• YOUR INSTRUCTIONS: Extract every line of the data below and reproduce it word for word, omitting the pictures.

>>>>>

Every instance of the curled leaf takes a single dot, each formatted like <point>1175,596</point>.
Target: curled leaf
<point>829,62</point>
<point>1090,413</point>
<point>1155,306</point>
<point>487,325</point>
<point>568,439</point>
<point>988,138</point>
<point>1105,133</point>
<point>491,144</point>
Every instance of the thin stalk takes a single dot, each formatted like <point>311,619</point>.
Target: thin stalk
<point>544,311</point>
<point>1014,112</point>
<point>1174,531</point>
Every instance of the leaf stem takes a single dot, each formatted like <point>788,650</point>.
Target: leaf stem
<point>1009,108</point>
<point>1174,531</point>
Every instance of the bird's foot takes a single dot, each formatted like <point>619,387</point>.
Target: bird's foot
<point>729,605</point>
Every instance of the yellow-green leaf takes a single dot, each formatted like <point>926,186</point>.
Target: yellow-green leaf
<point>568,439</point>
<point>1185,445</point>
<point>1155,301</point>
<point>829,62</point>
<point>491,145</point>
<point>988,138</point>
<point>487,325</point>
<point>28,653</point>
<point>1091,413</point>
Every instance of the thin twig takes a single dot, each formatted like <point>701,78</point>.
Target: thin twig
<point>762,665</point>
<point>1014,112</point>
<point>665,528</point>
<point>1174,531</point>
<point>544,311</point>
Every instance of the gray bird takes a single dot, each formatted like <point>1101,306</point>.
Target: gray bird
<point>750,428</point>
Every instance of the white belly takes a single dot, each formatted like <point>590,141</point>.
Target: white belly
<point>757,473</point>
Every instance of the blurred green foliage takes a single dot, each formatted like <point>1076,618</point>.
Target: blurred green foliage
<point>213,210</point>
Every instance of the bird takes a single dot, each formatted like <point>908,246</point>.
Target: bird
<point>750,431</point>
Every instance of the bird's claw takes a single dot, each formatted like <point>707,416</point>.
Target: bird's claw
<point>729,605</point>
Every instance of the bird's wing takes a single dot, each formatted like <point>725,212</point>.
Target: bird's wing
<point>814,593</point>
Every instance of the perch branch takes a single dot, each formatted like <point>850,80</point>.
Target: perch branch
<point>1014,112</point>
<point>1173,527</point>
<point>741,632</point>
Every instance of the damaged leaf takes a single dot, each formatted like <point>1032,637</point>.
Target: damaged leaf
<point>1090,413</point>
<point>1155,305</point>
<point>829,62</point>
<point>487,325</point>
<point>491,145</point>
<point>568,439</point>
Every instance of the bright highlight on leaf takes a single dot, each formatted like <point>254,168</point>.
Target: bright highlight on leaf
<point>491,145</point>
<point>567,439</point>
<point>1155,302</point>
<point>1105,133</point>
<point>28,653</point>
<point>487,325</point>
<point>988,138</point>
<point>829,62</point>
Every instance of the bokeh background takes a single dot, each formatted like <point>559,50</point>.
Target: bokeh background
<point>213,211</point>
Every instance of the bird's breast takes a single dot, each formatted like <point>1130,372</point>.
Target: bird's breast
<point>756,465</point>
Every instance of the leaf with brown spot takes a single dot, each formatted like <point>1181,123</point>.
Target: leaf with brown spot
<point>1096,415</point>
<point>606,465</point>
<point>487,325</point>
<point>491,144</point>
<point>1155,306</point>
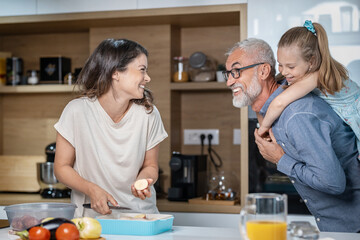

<<<<<

• EXERCISE SOLUTION:
Every instance of the curled leaf takes a single dot, each formatted like <point>1175,596</point>.
Target: curled leaf
<point>829,62</point>
<point>1090,413</point>
<point>1155,306</point>
<point>487,325</point>
<point>568,439</point>
<point>988,138</point>
<point>1105,133</point>
<point>491,144</point>
Every instance of the thin stalk takes a single dot, each formatted like <point>311,619</point>.
Target: thin stalk
<point>544,311</point>
<point>1014,112</point>
<point>1174,531</point>
Every instance of the leaf stem takes a single dot, each formatted like <point>788,650</point>.
Target: leaf stem
<point>1009,108</point>
<point>1174,531</point>
Every instance of the bird's foot takes a single dot, each formatted like <point>619,387</point>.
Target: bird's foot
<point>729,605</point>
Every instance of the yellow-green leaf takes a single dot, each formatted like <point>926,186</point>.
Target: yellow-green leaf
<point>568,439</point>
<point>1185,445</point>
<point>1155,301</point>
<point>829,62</point>
<point>491,145</point>
<point>988,138</point>
<point>487,325</point>
<point>28,653</point>
<point>1091,413</point>
Every instance of the thin twig takes a single dot, each formatted like <point>701,78</point>.
Target: thin twig
<point>762,665</point>
<point>1014,112</point>
<point>665,528</point>
<point>1174,531</point>
<point>544,311</point>
Every instance of the gray bird takes a single dot, each formatted like <point>1101,306</point>.
Target: gray bird
<point>750,428</point>
Every instance of the white belly takes a single dot, each formatted like <point>590,141</point>.
Target: white belly
<point>757,473</point>
Every instance of the blurred green foliage takes a single dot, each formatted like <point>1076,618</point>.
Target: blurred green foliage
<point>213,210</point>
Every instance of the bird takes a single dot, each formatted like <point>908,246</point>.
Target: bird
<point>750,431</point>
Every instance of the bird's claw takes a single dot, each formatted like <point>707,416</point>.
Target: bird's claw
<point>729,605</point>
Every instance of the bird's wing takes a single dot, each formatted like <point>725,212</point>.
Target: bird's wing
<point>814,593</point>
Every instance of the perch branch takes a single dot, each formatted like <point>850,80</point>.
Target: perch branch
<point>1014,112</point>
<point>1173,527</point>
<point>741,632</point>
Every instance of the damaged leaf takes a single dot, each formatted like <point>1032,637</point>.
Target: damaged leaf
<point>1090,413</point>
<point>1155,305</point>
<point>829,62</point>
<point>487,325</point>
<point>491,145</point>
<point>568,439</point>
Every instance of the bright highlight on leaf takes a single dot, each formatted like <point>254,168</point>.
Target: bright highlight on leaf
<point>491,145</point>
<point>567,439</point>
<point>1155,302</point>
<point>1105,133</point>
<point>28,653</point>
<point>487,325</point>
<point>988,138</point>
<point>829,62</point>
Every instance of the bokeh background takes a single dot, each formatted like <point>559,50</point>.
Target: bokeh background
<point>213,211</point>
Every instance of the bird's breast takes a single dot, each formatted like <point>1130,372</point>.
Target: bird's breast
<point>756,465</point>
Every instance of the leaf with brown spot takes a single dot, each formatted like <point>1181,123</point>.
Target: leaf with brown spot
<point>1096,415</point>
<point>606,465</point>
<point>487,325</point>
<point>491,144</point>
<point>1155,306</point>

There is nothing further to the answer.